> _To do_:
All lines from the one with "Note to the class: identify the sandy" through the close of the records below are to be set down exactly, and no others.

Natural language region descriptions
=== Section Start ===

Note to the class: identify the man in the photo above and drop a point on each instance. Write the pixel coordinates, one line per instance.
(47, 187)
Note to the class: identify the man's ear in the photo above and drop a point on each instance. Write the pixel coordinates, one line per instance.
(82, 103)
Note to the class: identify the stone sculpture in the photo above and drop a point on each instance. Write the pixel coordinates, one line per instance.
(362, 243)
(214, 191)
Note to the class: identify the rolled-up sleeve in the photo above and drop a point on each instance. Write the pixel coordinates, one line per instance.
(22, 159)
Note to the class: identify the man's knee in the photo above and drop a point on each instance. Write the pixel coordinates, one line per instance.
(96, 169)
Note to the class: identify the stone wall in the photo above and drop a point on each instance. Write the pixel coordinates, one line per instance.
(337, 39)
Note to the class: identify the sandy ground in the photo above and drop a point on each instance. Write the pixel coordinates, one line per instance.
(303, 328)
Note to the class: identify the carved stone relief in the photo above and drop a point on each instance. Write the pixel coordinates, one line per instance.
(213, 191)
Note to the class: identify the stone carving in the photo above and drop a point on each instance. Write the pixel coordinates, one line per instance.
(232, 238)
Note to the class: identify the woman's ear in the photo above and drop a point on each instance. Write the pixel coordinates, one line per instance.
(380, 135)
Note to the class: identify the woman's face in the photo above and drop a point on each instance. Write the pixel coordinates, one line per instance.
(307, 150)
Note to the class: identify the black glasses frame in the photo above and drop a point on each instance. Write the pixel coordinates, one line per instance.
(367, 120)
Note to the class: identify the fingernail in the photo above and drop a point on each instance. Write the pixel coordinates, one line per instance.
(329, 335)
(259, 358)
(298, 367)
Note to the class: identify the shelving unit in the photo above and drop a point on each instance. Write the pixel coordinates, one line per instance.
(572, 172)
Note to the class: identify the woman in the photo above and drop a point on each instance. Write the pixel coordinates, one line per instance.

=== Section End ===

> _Your response_:
Note to the class: identify the sandy ground in the photo above and drop a point on each instance. Write the pixel coordinates, one line per instance.
(303, 328)
Note to the class: identify the carved stone relief in the photo above and drop a point on each instance. Write the pixel coordinates, one line per instance.
(213, 191)
Note to the class: identify the stone carving in the photo above and drop a point on each instance. Write the pixel coordinates, one line per instance.
(232, 238)
Note to the class: identify the woman's ear in the photo above and drop a point on each instance. Write the pixel coordinates, one line per instance.
(380, 135)
Note to the class: identify the woman's face in the photo above and drop a point on each instance. Write the pixel coordinates, one line per instance.
(307, 150)
Note to the class: identify the black glasses frame in the photo above and drop a point on each instance. Write the pixel coordinates, one line per instance.
(367, 120)
Note to the class: identify the fingernail in the photo above and drop a point on each instance. Write the pixel coordinates, one line per instance.
(329, 335)
(259, 358)
(298, 367)
Note to the class: identify the shelving unit in the photo above and drop a point on each instance. Write the pixel coordinates, one line per instance.
(572, 172)
Note to the class: identify the woman in the photo above and drop a point on each instance. Write the pixel coordinates, one line per instance.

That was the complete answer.